-- start Data supplied --

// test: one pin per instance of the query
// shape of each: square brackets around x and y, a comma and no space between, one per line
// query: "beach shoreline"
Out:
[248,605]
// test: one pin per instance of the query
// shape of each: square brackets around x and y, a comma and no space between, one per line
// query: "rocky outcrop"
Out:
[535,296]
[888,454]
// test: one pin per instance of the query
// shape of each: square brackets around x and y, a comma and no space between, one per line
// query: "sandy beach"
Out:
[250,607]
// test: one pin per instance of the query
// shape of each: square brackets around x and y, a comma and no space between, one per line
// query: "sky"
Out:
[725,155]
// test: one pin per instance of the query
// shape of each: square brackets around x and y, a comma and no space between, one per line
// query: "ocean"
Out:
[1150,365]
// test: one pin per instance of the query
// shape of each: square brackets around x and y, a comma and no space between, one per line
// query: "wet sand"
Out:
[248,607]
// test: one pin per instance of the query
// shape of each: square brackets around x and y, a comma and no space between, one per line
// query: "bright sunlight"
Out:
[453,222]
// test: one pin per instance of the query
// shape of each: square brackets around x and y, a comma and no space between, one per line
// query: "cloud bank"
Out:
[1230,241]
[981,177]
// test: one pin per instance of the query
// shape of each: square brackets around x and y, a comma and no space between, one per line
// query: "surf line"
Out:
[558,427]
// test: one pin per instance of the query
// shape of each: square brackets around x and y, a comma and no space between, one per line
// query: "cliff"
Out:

-- end Data supplied --

# The task
Copy all data exactly, start to finish.

# Output of the task
// test: one pin per instance of the query
// shape of each: square brackets around x and y, a comma and no space between, one per line
// query: "beach shoreline"
Out:
[248,605]
// test: one pin per instance of the query
// shape of each: square brackets around x and y, a comma and no space between, one per line
// query: "rocky outcrop"
Out:
[535,296]
[888,454]
// test: one pin per instance of the query
// shape of each: square brackets around x and y, a comma and no space between, one per line
// query: "sandy beach"
Out:
[250,607]
// test: one pin per instance of the query
// shape of each: square brackets around x and y, a comma and no space between, one per line
// query: "sky"
Out:
[725,155]
// test: one pin per instance of the query
// shape of each: square brackets around x and y, a comma and no space between, one per line
// query: "ocean"
Out:
[1150,365]
// test: one pin per instance of the query
// shape of each: square brackets around x and y, a comma and no space between, one per line
// query: "wet sand"
Out:
[248,607]
// test: one pin per instance of the query
// shape of each: square brackets around x and y, a comma and no space between, one per line
// query: "bright sunlight"
Out:
[453,222]
// test: one pin per instance of the query
// shape of each: square brackets around x and y, a comma and no space between, one per line
// query: "cloud bank"
Out:
[1230,241]
[981,177]
// test: one pin per instance of the query
// shape of each: square brackets around x and y, a comma and no space between, one per line
// query: "surf line"
Out:
[558,427]
// test: one pin per instance of the query
// shape of each: square brackets around x and y, a comma and no space between, one per line
// query: "cliff"
Out:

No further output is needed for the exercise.